- _Passage to read_:
■ ■ ■ ■
7

I am interested in the line-to operation |- (or -| ) with rounded corner. Now, I would like to add a node on the rounded corner. But the node then appears not on the rounded corner -- it is rather on the `original corner'. How to force this node to be on the line?

Here is an MWE

\documentclass{article}
\usepackage{tikz}

\begin{document}
\begin{tikzpicture}
\draw (0,0)|-node{mid}(2,3);
\end{tikzpicture}
\begin{tikzpicture}
\draw [rounded corners=1cm] (0,0)|-node{mid}(2,3);
\end{tikzpicture}
\end{document}

This gives the output

enter image description here

I know it can be done with to and also with controls (though I couldn't get the desired result without a bit of tweaking)

I feel tweaking is not the right thing to do. It is like doing paint in tikz; if we are doing tweaking, why not draw on a WYSIWYG drawing software or geometry software and export?

So, my question is
Is there any way to put a node exactly on a rounded corner?
(preferably without using to or controls; but if you can do them in a rather neat way, you are more than welcome)

Oh, I almost forgot. Just being curious, is there a name for this |- or -| operation?

Thank you

5
  • 1
    there is a similar (unanswerd, unfortunately) question here: tex.stackexchange.com/questions/397589/…
    – Rmano
    Dec 20, 2018 at 8:30
  • @Rmano, The problem you mentioned seems to show a different issue. Sure, rounded corner is messing with markings; but still markings are on the line. Dec 20, 2018 at 9:28
  • Yes, you can do it with markings... but finding the "center" position is still done by guessing.
    – Rmano
    Dec 20, 2018 at 11:46
  • I update the answer...
    – Rmano
    Dec 20, 2018 at 11:54
  • I now understand that controls gives a nice output if we declare a coordinate beforehand. \path (0,0) |-\coordinate(midpt) (2,3); \draw (0,0) ..controls (midpt).. node{mid} (2,3); gives satisfactory output in most cases. Jan 12, 2020 at 11:28

3 Answers 3

7

This depends a bit on what do you intend for "middle"; I would use intersections generally. In this example, I am using as "middle point" the intersection of the curved path and the rectangle formed by the two parts for the red dot, and with a 45 degree angle in the case of the blue one.
■ ■ ■ ■
- _Data section_:
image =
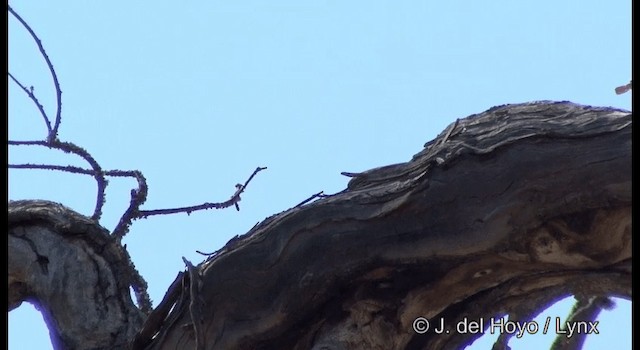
■ ■ ■ ■
- _Stated goal_: Can you sum up the TikZ thread in two sentences? Work from the TikZ thread alone; the listing plays no part.

- _Expected answer_: The asker wants a node to sit on the rounded corner of a |- path in TikZ, but with rounded corners the node appears at the original corner instead of on the line. One answer suggests using intersections, and a later comment notes that declaring a coordinate beforehand and then using controls gives satisfactory output in most cases.